What is required:
Report every line of the data below that contains the string "vertical", with case counting.

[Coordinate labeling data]

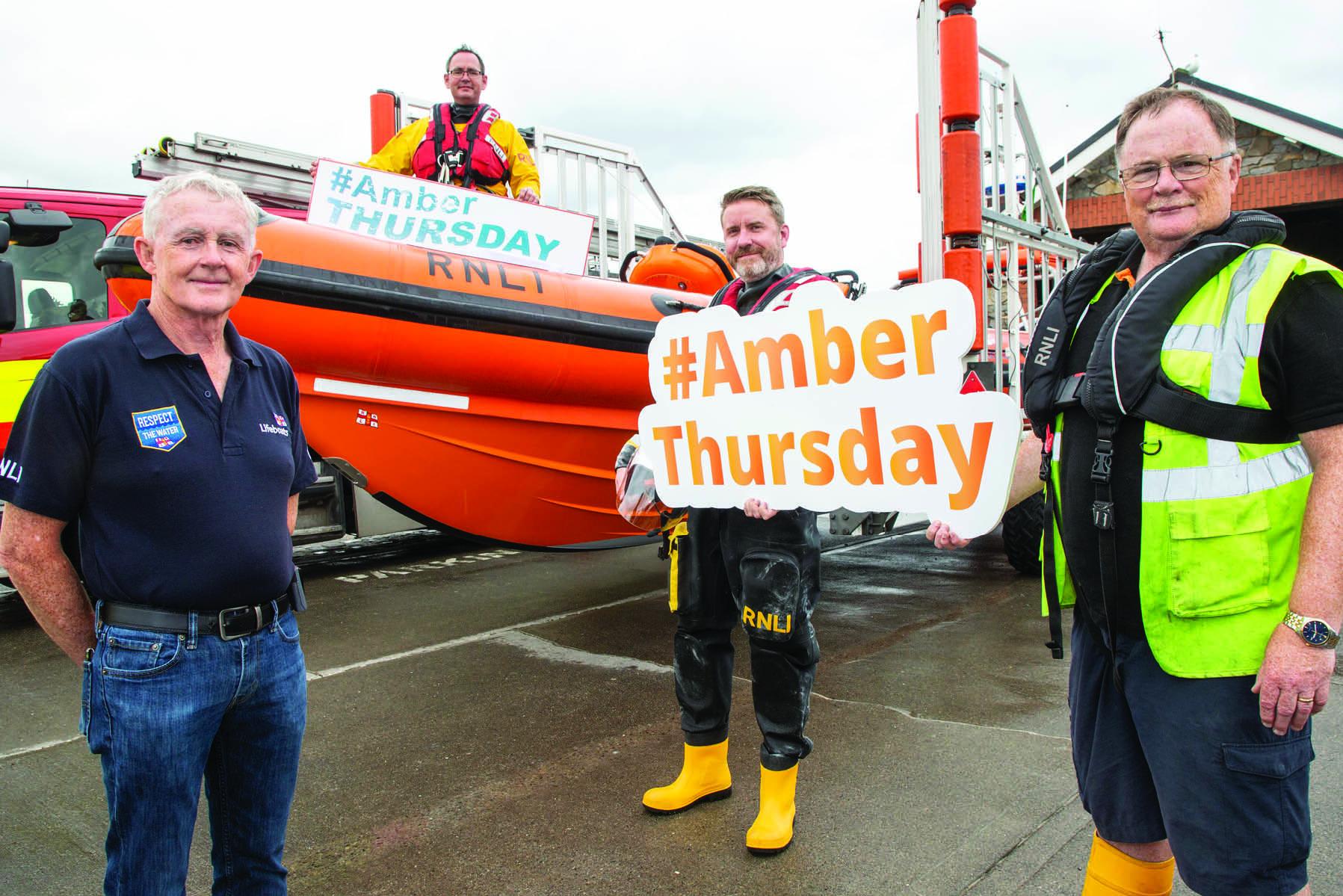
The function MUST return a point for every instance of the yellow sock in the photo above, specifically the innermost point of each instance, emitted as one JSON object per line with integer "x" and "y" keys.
{"x": 1114, "y": 874}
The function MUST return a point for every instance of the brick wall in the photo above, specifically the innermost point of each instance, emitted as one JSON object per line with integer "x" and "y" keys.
{"x": 1259, "y": 191}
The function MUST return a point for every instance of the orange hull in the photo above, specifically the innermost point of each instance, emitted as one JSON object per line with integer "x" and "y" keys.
{"x": 477, "y": 397}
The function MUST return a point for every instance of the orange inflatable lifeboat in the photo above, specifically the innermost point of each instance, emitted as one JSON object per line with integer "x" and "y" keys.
{"x": 475, "y": 395}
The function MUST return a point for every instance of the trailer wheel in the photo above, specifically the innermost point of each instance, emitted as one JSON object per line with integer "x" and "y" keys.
{"x": 1022, "y": 528}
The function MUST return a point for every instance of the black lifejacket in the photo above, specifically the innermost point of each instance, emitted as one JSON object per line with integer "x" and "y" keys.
{"x": 1124, "y": 375}
{"x": 1132, "y": 336}
{"x": 785, "y": 285}
{"x": 472, "y": 158}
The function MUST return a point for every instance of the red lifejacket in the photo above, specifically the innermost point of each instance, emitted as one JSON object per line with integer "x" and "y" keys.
{"x": 436, "y": 159}
{"x": 780, "y": 291}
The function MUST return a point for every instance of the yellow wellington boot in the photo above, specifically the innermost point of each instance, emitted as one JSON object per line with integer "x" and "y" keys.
{"x": 1114, "y": 874}
{"x": 704, "y": 776}
{"x": 773, "y": 828}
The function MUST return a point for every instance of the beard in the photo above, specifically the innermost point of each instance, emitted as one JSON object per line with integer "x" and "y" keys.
{"x": 756, "y": 266}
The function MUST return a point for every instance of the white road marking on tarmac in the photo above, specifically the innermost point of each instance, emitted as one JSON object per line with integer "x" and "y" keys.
{"x": 426, "y": 566}
{"x": 911, "y": 717}
{"x": 475, "y": 638}
{"x": 544, "y": 649}
{"x": 46, "y": 744}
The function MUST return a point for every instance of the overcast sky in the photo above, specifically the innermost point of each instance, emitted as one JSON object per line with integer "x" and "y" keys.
{"x": 815, "y": 99}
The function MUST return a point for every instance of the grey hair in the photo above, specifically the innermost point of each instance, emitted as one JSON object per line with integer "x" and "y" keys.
{"x": 1157, "y": 99}
{"x": 756, "y": 194}
{"x": 205, "y": 182}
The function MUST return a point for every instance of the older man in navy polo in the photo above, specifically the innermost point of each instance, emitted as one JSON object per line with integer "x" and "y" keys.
{"x": 175, "y": 444}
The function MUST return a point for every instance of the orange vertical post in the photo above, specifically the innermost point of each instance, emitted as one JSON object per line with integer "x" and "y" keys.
{"x": 382, "y": 119}
{"x": 962, "y": 168}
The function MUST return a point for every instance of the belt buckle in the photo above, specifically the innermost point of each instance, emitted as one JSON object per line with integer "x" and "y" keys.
{"x": 223, "y": 633}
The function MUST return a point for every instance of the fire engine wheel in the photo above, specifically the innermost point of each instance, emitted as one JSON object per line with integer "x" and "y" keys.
{"x": 1022, "y": 528}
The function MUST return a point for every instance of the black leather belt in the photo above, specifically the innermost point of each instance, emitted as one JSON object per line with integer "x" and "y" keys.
{"x": 234, "y": 622}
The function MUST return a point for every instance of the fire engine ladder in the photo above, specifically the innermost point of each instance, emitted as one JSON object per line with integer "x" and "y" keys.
{"x": 1012, "y": 244}
{"x": 271, "y": 176}
{"x": 578, "y": 173}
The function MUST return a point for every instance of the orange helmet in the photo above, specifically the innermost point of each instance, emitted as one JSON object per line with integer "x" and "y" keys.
{"x": 635, "y": 492}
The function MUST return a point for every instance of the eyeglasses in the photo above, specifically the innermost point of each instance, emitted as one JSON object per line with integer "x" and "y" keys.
{"x": 1182, "y": 168}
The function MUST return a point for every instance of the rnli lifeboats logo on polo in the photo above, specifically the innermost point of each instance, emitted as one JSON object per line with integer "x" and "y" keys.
{"x": 158, "y": 429}
{"x": 278, "y": 427}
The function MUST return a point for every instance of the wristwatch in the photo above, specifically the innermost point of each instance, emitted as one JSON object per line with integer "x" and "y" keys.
{"x": 1314, "y": 631}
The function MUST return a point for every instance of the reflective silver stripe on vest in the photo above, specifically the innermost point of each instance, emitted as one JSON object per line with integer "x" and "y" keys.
{"x": 1147, "y": 281}
{"x": 1233, "y": 345}
{"x": 1194, "y": 484}
{"x": 1193, "y": 338}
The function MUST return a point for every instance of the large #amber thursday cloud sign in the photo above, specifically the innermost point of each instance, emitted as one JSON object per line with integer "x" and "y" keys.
{"x": 830, "y": 404}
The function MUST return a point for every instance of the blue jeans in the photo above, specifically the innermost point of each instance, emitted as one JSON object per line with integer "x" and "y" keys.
{"x": 165, "y": 710}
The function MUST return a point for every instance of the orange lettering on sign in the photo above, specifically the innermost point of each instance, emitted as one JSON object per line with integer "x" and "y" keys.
{"x": 911, "y": 465}
{"x": 719, "y": 365}
{"x": 881, "y": 339}
{"x": 825, "y": 472}
{"x": 707, "y": 448}
{"x": 754, "y": 475}
{"x": 924, "y": 330}
{"x": 868, "y": 441}
{"x": 972, "y": 469}
{"x": 778, "y": 446}
{"x": 668, "y": 436}
{"x": 822, "y": 340}
{"x": 774, "y": 350}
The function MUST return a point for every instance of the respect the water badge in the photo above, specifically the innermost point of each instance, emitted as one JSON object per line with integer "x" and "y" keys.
{"x": 158, "y": 429}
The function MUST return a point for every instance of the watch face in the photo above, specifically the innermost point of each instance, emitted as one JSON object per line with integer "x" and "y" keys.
{"x": 1315, "y": 631}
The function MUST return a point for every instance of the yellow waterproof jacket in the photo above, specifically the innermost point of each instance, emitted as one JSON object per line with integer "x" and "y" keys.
{"x": 399, "y": 151}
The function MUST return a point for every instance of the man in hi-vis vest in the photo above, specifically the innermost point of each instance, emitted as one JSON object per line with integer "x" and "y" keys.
{"x": 1188, "y": 411}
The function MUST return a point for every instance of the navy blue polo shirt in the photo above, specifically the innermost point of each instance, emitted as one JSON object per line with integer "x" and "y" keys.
{"x": 182, "y": 498}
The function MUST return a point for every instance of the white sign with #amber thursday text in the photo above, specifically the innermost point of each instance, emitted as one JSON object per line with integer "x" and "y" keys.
{"x": 433, "y": 215}
{"x": 830, "y": 404}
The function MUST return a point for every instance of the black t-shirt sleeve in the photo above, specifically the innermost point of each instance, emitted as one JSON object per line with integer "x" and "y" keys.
{"x": 304, "y": 471}
{"x": 46, "y": 463}
{"x": 1300, "y": 360}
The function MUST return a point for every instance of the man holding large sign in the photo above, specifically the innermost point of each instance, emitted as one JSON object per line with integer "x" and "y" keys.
{"x": 1193, "y": 515}
{"x": 755, "y": 566}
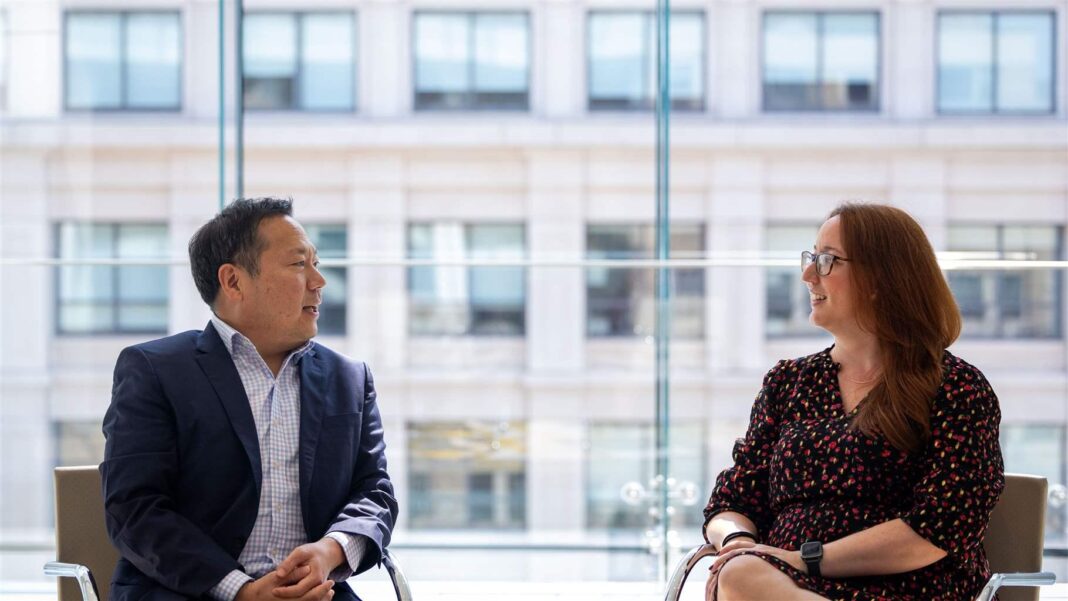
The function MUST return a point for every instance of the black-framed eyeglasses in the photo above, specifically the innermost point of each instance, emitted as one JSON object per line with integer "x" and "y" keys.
{"x": 825, "y": 262}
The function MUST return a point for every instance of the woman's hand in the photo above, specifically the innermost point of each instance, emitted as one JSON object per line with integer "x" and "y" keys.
{"x": 740, "y": 544}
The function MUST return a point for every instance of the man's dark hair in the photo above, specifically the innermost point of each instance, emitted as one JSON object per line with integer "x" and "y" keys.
{"x": 232, "y": 236}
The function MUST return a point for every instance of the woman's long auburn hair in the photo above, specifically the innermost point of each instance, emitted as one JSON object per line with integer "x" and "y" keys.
{"x": 902, "y": 298}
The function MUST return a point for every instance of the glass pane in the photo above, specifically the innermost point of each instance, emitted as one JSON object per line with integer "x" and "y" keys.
{"x": 93, "y": 61}
{"x": 439, "y": 295}
{"x": 328, "y": 72}
{"x": 270, "y": 61}
{"x": 467, "y": 474}
{"x": 1025, "y": 62}
{"x": 618, "y": 61}
{"x": 501, "y": 54}
{"x": 498, "y": 294}
{"x": 850, "y": 58}
{"x": 790, "y": 54}
{"x": 153, "y": 61}
{"x": 687, "y": 78}
{"x": 966, "y": 63}
{"x": 442, "y": 60}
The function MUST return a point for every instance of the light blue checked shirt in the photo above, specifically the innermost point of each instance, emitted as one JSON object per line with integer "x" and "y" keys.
{"x": 276, "y": 409}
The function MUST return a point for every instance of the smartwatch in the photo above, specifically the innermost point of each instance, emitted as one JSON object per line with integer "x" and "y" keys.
{"x": 812, "y": 553}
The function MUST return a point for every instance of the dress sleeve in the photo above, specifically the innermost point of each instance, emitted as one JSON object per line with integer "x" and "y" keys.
{"x": 962, "y": 474}
{"x": 743, "y": 488}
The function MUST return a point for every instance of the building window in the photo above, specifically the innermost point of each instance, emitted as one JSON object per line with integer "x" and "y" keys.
{"x": 621, "y": 300}
{"x": 1008, "y": 303}
{"x": 1041, "y": 449}
{"x": 472, "y": 61}
{"x": 123, "y": 60}
{"x": 820, "y": 61}
{"x": 481, "y": 300}
{"x": 111, "y": 299}
{"x": 299, "y": 61}
{"x": 621, "y": 454}
{"x": 995, "y": 62}
{"x": 467, "y": 474}
{"x": 623, "y": 60}
{"x": 786, "y": 297}
{"x": 331, "y": 241}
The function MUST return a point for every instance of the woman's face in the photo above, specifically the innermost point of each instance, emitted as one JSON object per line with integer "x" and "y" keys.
{"x": 831, "y": 296}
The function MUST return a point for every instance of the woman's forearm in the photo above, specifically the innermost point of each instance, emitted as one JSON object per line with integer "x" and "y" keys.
{"x": 890, "y": 548}
{"x": 725, "y": 523}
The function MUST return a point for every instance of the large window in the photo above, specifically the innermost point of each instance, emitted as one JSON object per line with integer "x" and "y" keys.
{"x": 621, "y": 301}
{"x": 472, "y": 61}
{"x": 1023, "y": 303}
{"x": 331, "y": 241}
{"x": 107, "y": 299}
{"x": 467, "y": 474}
{"x": 993, "y": 62}
{"x": 478, "y": 300}
{"x": 123, "y": 61}
{"x": 623, "y": 60}
{"x": 621, "y": 458}
{"x": 786, "y": 297}
{"x": 300, "y": 61}
{"x": 820, "y": 61}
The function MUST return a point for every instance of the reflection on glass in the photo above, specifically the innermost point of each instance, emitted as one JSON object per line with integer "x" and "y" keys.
{"x": 622, "y": 454}
{"x": 1008, "y": 303}
{"x": 467, "y": 474}
{"x": 471, "y": 61}
{"x": 299, "y": 61}
{"x": 995, "y": 62}
{"x": 821, "y": 61}
{"x": 331, "y": 241}
{"x": 619, "y": 301}
{"x": 786, "y": 297}
{"x": 111, "y": 299}
{"x": 480, "y": 300}
{"x": 127, "y": 60}
{"x": 623, "y": 56}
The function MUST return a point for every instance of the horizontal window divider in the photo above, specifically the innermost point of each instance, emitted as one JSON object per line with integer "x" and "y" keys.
{"x": 954, "y": 261}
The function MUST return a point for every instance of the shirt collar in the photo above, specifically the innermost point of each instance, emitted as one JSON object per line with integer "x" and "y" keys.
{"x": 232, "y": 337}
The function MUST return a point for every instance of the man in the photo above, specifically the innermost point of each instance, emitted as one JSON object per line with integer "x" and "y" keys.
{"x": 246, "y": 461}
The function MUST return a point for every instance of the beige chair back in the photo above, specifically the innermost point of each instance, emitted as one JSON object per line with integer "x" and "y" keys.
{"x": 80, "y": 537}
{"x": 1014, "y": 540}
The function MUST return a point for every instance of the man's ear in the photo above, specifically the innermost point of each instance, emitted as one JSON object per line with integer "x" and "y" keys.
{"x": 231, "y": 281}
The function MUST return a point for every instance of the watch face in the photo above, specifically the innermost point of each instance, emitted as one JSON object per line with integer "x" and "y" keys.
{"x": 812, "y": 550}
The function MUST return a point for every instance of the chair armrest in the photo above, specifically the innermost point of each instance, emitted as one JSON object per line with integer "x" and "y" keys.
{"x": 682, "y": 570}
{"x": 76, "y": 571}
{"x": 399, "y": 583}
{"x": 1018, "y": 579}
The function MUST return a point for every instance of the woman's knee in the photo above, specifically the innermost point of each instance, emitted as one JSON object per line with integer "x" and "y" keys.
{"x": 740, "y": 574}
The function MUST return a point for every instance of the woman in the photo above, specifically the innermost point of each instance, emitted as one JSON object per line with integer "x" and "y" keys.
{"x": 878, "y": 455}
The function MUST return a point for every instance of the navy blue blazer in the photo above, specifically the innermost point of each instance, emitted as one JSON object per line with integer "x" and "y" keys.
{"x": 182, "y": 471}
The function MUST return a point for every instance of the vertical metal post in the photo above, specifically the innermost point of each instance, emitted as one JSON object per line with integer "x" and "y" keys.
{"x": 239, "y": 97}
{"x": 222, "y": 104}
{"x": 662, "y": 286}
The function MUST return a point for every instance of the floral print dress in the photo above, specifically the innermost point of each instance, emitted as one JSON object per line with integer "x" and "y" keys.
{"x": 801, "y": 474}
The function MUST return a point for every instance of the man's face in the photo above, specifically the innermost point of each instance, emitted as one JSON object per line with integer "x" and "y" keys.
{"x": 280, "y": 306}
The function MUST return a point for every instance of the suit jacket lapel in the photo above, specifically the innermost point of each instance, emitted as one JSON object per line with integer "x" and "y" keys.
{"x": 218, "y": 365}
{"x": 312, "y": 408}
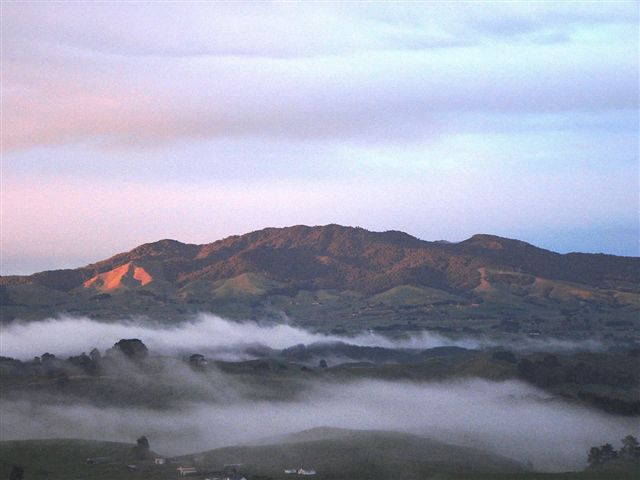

Reply to the task:
The function MUST return a point for every instance of the orange vertical post in the photo above, specifically the innermost point of each instance, emitted as one JSON object per line with integer "x" and "y" keys.
The function MUST return a point for every instance of the vertical metal post in the photo above, specifically the innermost point of each instance, emitted as one JSON object per line with integer "x" and "y" keys.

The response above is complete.